### Task goal
The answer must consist of every line in the data that contains "trim".

### Supplied records

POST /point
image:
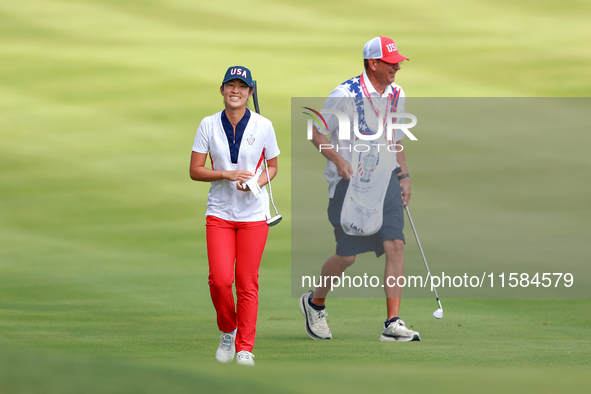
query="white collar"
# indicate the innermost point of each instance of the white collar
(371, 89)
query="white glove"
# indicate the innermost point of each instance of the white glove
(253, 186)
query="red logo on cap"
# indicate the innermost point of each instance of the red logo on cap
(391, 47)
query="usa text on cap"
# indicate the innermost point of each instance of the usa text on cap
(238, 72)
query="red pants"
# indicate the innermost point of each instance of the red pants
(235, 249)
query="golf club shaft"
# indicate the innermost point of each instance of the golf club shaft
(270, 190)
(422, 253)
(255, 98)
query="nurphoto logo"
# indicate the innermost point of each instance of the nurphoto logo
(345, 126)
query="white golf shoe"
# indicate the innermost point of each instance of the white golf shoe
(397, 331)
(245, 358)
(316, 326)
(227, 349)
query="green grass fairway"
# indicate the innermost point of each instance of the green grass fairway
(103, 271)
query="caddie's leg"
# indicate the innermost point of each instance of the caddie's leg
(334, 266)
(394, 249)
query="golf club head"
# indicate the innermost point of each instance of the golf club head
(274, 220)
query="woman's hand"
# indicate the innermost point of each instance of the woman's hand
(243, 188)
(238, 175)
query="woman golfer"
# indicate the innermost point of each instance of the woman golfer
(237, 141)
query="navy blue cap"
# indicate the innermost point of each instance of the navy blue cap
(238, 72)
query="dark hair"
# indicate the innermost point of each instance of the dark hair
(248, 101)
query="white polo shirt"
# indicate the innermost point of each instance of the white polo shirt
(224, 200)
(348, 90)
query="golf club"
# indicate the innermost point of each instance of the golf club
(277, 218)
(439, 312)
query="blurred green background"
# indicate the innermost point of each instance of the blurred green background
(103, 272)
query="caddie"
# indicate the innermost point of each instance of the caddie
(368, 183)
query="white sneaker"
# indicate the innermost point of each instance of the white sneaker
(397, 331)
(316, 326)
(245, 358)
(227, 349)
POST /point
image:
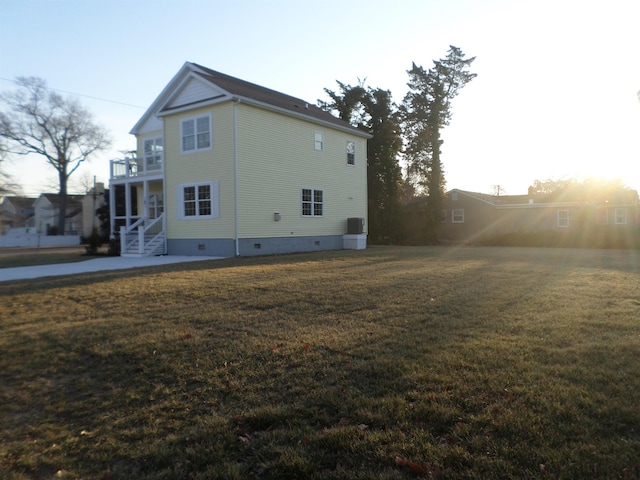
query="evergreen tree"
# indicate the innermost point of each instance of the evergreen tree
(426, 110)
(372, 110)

######
### Supplied records

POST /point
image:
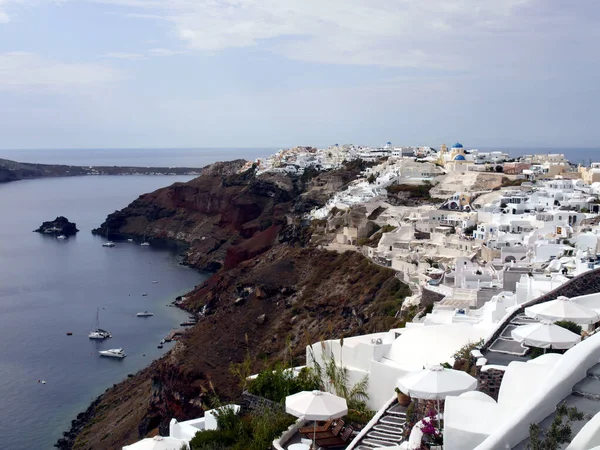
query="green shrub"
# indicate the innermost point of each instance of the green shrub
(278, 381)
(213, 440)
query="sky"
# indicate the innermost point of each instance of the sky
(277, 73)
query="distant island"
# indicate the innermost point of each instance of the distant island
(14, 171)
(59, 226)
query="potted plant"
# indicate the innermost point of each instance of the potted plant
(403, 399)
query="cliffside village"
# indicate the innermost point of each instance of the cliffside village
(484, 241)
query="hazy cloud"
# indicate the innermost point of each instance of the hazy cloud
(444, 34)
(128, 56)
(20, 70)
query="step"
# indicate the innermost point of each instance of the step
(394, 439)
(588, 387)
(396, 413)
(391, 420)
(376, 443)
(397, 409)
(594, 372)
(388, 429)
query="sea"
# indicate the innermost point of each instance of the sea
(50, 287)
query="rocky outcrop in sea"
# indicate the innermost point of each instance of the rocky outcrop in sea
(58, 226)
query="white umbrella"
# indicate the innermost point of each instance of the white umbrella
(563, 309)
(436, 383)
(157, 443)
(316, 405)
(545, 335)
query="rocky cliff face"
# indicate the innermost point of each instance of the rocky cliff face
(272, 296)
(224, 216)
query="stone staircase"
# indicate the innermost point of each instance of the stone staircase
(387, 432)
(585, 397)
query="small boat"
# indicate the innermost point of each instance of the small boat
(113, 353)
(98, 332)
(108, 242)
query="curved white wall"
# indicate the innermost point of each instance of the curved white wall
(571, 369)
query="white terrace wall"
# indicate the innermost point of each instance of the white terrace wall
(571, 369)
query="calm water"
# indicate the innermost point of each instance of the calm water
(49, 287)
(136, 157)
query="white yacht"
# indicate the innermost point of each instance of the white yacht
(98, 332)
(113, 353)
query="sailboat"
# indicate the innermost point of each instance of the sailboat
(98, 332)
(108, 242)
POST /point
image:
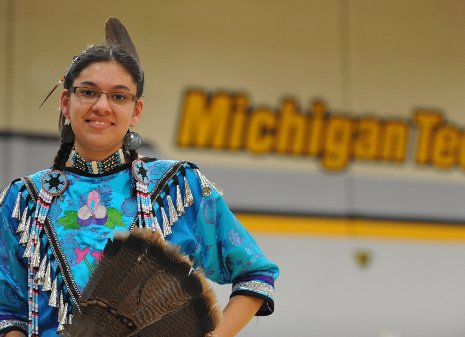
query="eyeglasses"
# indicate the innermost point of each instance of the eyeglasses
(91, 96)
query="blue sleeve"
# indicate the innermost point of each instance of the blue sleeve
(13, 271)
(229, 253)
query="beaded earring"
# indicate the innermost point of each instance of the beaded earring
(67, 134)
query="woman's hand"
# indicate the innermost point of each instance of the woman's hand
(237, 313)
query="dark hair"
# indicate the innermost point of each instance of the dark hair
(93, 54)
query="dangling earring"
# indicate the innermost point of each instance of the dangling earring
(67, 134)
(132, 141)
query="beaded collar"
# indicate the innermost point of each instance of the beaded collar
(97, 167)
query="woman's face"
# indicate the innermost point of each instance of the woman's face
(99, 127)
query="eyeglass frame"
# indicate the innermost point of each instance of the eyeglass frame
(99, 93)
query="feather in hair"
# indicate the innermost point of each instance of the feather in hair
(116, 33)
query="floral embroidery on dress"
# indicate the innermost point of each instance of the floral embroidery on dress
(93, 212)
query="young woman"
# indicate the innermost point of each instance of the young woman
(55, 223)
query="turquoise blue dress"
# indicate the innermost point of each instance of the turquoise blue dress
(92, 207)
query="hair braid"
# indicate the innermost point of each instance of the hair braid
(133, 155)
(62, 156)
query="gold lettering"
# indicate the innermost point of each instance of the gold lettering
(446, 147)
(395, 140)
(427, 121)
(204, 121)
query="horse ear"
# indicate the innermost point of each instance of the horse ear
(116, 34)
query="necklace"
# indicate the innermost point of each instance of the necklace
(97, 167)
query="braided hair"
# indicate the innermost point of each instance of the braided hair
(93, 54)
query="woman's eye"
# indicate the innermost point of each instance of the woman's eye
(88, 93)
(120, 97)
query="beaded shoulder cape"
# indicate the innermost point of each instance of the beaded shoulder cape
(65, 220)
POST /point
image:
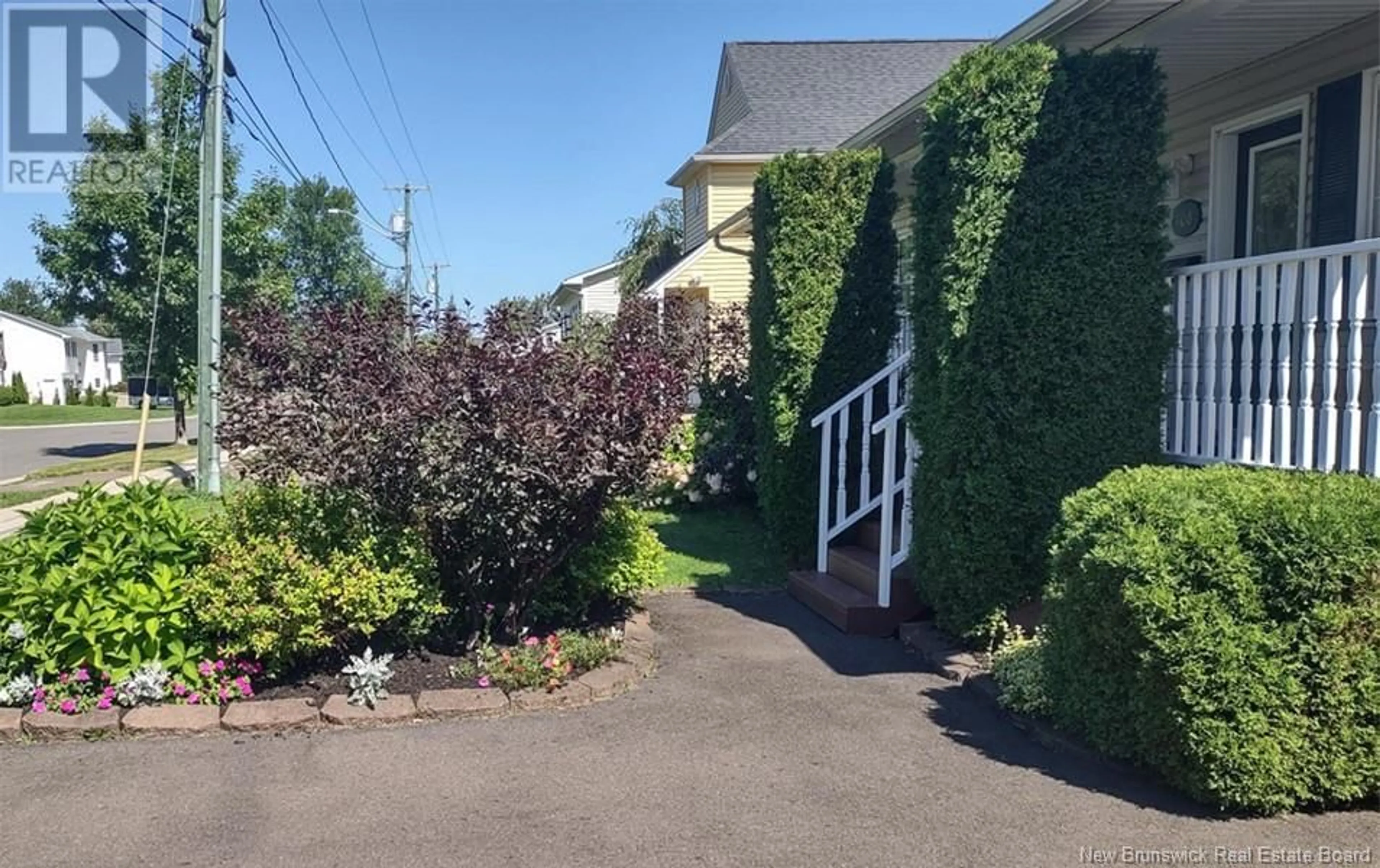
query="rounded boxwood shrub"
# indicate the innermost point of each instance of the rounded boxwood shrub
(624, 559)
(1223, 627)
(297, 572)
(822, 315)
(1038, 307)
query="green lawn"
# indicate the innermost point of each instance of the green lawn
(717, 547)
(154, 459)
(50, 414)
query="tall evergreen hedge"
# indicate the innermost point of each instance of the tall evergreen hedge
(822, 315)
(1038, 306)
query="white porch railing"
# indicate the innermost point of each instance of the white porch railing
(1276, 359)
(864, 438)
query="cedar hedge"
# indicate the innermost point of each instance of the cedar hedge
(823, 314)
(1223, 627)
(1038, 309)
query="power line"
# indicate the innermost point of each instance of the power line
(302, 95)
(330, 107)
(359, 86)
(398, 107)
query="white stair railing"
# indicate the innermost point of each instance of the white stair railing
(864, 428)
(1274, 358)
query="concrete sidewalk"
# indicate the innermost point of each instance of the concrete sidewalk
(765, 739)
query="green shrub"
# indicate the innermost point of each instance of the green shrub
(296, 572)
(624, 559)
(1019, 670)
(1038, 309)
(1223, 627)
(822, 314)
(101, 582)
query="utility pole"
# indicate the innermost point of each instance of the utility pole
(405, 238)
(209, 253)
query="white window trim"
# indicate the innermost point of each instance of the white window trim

######

### Answer below
query="white window trim"
# indicate the innermost point of each instance of the white window trim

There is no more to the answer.